## Stored items from a collection
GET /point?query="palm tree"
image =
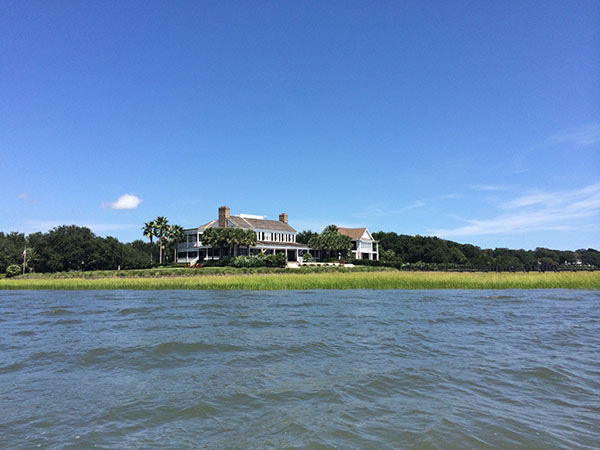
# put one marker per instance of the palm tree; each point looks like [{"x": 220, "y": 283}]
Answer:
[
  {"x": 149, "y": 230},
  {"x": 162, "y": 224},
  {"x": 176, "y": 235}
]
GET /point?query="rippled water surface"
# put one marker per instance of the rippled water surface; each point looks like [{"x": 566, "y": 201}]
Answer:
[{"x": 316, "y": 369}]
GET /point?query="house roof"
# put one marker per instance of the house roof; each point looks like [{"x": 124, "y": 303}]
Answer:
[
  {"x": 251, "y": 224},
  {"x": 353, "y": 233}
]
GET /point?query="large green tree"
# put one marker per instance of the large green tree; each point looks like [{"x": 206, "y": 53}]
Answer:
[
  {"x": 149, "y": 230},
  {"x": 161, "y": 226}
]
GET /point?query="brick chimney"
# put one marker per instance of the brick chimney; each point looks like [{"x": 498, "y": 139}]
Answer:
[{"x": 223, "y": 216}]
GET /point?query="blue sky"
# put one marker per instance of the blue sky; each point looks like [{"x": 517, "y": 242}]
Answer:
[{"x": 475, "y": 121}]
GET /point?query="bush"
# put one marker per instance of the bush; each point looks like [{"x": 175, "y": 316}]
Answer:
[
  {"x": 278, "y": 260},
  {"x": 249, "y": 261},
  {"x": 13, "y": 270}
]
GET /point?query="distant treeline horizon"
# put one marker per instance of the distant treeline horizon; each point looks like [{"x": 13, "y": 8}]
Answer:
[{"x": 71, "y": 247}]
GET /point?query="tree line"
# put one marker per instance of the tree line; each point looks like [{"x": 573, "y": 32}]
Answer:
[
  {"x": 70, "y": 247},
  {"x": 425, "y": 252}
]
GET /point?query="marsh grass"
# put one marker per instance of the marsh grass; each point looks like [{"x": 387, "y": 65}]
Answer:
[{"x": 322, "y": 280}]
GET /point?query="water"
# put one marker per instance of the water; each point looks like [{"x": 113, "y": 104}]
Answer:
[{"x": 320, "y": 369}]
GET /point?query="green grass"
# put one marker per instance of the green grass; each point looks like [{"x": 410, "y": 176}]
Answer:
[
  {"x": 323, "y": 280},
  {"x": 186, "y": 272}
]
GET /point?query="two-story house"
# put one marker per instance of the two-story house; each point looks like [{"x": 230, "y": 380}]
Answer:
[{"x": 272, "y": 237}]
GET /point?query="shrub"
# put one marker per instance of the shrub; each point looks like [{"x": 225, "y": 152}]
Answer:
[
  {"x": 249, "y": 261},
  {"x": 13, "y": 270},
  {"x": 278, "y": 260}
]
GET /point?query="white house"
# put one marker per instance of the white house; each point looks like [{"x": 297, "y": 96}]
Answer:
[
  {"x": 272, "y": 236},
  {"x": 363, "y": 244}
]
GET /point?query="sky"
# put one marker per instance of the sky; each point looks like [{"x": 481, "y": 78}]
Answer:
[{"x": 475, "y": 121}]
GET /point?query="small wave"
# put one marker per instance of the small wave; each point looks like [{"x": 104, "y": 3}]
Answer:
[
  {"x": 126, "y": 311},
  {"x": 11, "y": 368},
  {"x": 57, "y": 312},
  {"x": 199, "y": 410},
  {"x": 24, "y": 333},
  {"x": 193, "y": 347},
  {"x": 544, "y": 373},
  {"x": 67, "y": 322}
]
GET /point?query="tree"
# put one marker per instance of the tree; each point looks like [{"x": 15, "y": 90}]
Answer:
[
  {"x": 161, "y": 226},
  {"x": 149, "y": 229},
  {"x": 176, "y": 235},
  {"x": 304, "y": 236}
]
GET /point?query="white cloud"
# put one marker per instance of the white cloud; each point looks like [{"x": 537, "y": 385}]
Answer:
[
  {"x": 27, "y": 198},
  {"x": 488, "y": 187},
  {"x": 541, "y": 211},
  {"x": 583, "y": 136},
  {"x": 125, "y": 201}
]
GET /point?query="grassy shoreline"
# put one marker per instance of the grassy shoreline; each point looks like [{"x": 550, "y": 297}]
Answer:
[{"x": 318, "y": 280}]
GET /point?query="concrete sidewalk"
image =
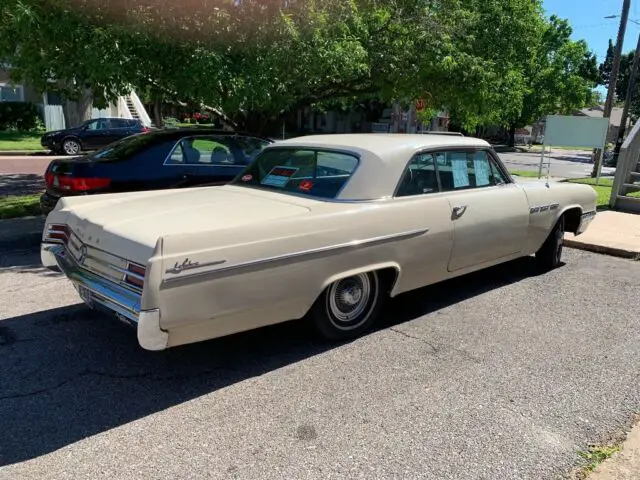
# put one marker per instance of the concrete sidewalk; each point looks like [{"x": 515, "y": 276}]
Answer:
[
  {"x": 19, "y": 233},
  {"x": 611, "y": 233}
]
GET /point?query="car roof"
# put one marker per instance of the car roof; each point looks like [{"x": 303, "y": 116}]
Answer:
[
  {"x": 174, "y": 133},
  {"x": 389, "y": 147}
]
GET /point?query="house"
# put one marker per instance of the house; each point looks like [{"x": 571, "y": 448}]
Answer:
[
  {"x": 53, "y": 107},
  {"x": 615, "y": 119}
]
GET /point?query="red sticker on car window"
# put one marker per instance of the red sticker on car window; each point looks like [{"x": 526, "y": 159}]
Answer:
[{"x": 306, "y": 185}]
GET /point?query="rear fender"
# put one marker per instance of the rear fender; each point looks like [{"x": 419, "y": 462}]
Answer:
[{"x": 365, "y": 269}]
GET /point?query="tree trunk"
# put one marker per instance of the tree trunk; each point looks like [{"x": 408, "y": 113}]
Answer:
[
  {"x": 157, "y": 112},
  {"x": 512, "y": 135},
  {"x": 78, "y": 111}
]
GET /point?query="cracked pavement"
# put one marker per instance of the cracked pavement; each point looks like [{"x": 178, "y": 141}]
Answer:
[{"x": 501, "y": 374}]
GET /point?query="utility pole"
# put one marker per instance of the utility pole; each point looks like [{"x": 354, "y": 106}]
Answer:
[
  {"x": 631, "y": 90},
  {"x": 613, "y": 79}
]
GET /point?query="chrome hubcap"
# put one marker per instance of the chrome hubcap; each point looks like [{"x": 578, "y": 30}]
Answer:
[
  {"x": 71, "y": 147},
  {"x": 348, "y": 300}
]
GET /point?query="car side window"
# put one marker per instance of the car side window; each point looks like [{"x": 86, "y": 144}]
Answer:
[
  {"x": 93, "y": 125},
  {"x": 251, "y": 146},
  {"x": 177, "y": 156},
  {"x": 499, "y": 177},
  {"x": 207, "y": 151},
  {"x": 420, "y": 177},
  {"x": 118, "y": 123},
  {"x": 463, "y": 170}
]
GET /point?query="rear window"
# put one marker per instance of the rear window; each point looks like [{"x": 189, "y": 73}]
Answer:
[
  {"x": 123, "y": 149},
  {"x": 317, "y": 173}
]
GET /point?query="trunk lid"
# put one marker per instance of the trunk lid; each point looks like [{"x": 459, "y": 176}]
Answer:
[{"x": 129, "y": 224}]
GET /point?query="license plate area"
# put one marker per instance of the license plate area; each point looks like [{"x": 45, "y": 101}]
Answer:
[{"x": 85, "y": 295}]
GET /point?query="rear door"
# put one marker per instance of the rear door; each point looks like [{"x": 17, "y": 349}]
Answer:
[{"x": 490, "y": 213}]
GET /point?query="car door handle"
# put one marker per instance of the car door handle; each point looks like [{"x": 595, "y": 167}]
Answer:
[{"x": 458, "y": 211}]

## Your assignment
Show each line of the records above containing "plate".

## Answer to this task
GET /point?query="license plate area"
# put one marker per instance of the license plate area; each point looks like [{"x": 45, "y": 101}]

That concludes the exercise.